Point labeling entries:
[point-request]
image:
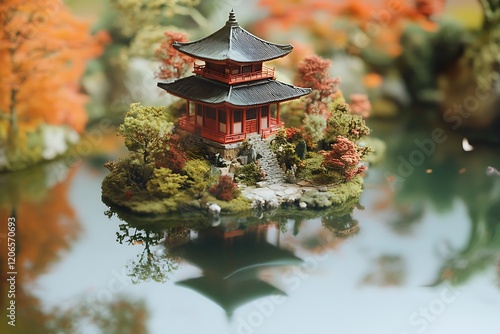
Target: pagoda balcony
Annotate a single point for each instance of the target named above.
(265, 73)
(188, 125)
(219, 137)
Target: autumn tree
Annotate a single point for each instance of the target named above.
(313, 73)
(174, 64)
(344, 158)
(43, 52)
(343, 123)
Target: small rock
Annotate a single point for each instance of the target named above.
(272, 204)
(261, 184)
(234, 166)
(304, 183)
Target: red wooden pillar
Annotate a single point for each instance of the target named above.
(268, 116)
(259, 123)
(278, 113)
(244, 121)
(228, 126)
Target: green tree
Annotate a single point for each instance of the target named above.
(314, 126)
(343, 123)
(198, 173)
(165, 183)
(146, 130)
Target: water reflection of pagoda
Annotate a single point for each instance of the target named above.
(232, 94)
(231, 261)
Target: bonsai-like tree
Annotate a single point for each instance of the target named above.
(146, 130)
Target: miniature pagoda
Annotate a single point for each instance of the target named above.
(232, 94)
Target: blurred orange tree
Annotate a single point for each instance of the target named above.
(43, 52)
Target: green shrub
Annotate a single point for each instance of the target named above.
(249, 174)
(301, 149)
(225, 189)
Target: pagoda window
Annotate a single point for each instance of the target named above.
(191, 108)
(246, 69)
(210, 113)
(273, 110)
(199, 114)
(215, 67)
(251, 114)
(264, 117)
(237, 118)
(222, 121)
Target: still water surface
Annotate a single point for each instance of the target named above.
(419, 254)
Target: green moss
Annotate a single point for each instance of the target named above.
(336, 195)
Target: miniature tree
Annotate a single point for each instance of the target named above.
(344, 158)
(172, 156)
(146, 130)
(198, 173)
(314, 126)
(343, 123)
(174, 64)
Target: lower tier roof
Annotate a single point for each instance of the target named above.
(200, 89)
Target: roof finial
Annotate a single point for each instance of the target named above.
(232, 19)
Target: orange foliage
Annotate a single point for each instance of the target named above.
(43, 52)
(174, 64)
(44, 229)
(381, 21)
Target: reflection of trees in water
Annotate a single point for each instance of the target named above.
(387, 270)
(47, 225)
(149, 265)
(445, 176)
(342, 226)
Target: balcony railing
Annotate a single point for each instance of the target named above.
(187, 125)
(265, 73)
(272, 129)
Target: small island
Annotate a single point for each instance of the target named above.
(224, 146)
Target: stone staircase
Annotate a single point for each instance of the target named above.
(268, 162)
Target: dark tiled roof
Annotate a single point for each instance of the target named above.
(197, 88)
(232, 42)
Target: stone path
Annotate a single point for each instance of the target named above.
(268, 163)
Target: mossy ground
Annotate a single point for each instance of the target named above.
(143, 202)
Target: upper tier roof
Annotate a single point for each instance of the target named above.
(232, 42)
(264, 91)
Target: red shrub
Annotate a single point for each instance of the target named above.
(293, 135)
(344, 157)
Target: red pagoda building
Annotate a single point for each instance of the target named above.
(232, 94)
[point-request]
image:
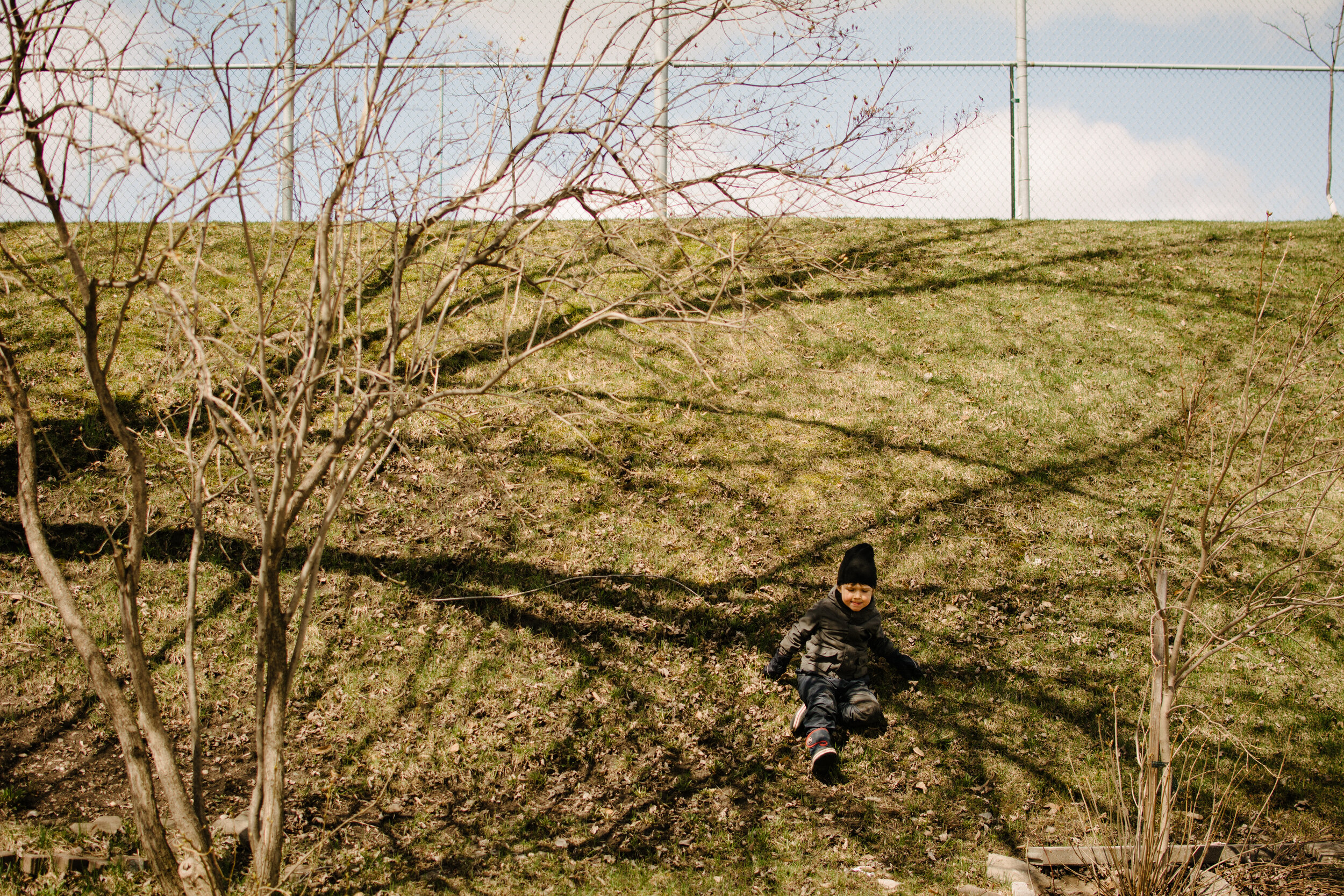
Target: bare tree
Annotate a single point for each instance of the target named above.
(434, 261)
(1246, 539)
(1328, 57)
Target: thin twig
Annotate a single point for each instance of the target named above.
(573, 578)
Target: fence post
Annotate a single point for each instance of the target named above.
(1023, 154)
(1012, 144)
(660, 104)
(287, 160)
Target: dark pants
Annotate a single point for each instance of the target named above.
(839, 701)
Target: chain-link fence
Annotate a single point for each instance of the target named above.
(1138, 109)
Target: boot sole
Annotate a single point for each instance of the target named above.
(824, 763)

- _Short problem_:
Please copy out every entry above word for word, leaving the pictures out of your copy.

- _The response_:
[point-request]
image:
Target: pagoda balcony
Annotate a single point for each instance of the target named above.
(265, 73)
(188, 125)
(219, 137)
Target: autumn tree
Annotate a single point for each instance of the target named above.
(313, 73)
(174, 64)
(344, 158)
(43, 52)
(343, 123)
Target: small rock
Annotate a single point for each instance of the target named above.
(272, 204)
(261, 184)
(234, 166)
(304, 183)
Target: red wooden pillar
Annotate a single point for each instance of the target named above.
(268, 116)
(259, 123)
(278, 113)
(244, 121)
(228, 126)
Target: green tree
Annotate a single point for each instance of the target named above.
(314, 126)
(343, 123)
(198, 173)
(165, 183)
(146, 130)
Target: water reflection of pagoda
Annotate a single point for each instance of the target named above.
(232, 94)
(231, 261)
Target: bonsai-like tree
Annotate a single point for each instance of the target named above.
(146, 130)
Target: miniature pagoda
Annotate a single point for each instance of the target named above.
(232, 94)
Target: blurred orange tree
Annotate a single point for each instance of the target named above.
(43, 52)
Target: green shrub
Annotate a single point for each instance of the target named above.
(249, 174)
(301, 149)
(225, 189)
Target: pagoda window
Annotate a single point for each instance of the target named above.
(191, 108)
(246, 69)
(210, 113)
(273, 110)
(199, 114)
(215, 67)
(251, 114)
(264, 117)
(237, 118)
(222, 121)
Target: still water surface
Annotate a single point for each instance of the target named above.
(419, 254)
Target: green moss
Annotate a single point for each instance of the target named above.
(336, 195)
Target: miniature tree
Annotate a single point for each instance of the target named above.
(344, 158)
(172, 156)
(146, 130)
(198, 173)
(314, 126)
(343, 123)
(174, 64)
Target: lower tier roof
Annotate a single point for each instance of the target named above.
(200, 89)
Target: roof finial
Annotate a single point for each instance of the target named above.
(232, 19)
Target: orange foliage
Annotate a single point for each instance of the target named above.
(43, 52)
(174, 64)
(44, 229)
(381, 21)
Target: reflection of trees in water
Annotate a single point for each instance of the target named above.
(387, 270)
(47, 225)
(149, 265)
(445, 176)
(342, 226)
Target: balcony railing
Annotate a single point for each instance of the target named above.
(187, 125)
(265, 73)
(272, 129)
Target: small island
Annotate a single point for each instance of the target named above.
(224, 146)
Target: stone staircase
Annotate a single point for each instance of the target named above.
(268, 162)
Target: dark tiled roof
Annotate a single point for each instance of the target named above.
(197, 88)
(232, 42)
Target: stone path
Annotate a single point for each instance of the target named above.
(268, 163)
Target: mossy ground
Annotate a single point for each instance of the target named above.
(143, 202)
Target: upper tier roof
Annotate a single point for each instance of the target named above.
(232, 42)
(264, 91)
Target: red shrub
Annotate a single point for each instance of the target named above.
(293, 135)
(344, 157)
Target: red pagoda building
Annotate a single point for each instance of the target named above.
(232, 94)
[point-request]
image:
Target: bare tree
Annotate a single point for each instance of the target named above.
(434, 261)
(1246, 539)
(1328, 57)
Target: thin twig
Annotate a single point for each instance of the target named above.
(573, 578)
Target: fence post
Annotate a single point for each instance of the target named above.
(1023, 154)
(1012, 144)
(660, 104)
(287, 160)
Target: dark pants
Annotate a single point for each instance of the target named above.
(839, 701)
Target: chain-link fence
Annotate a single point for each instance of the target named above.
(1138, 109)
Target: boot sole
Annotate a single point for each instance of the target named above.
(824, 763)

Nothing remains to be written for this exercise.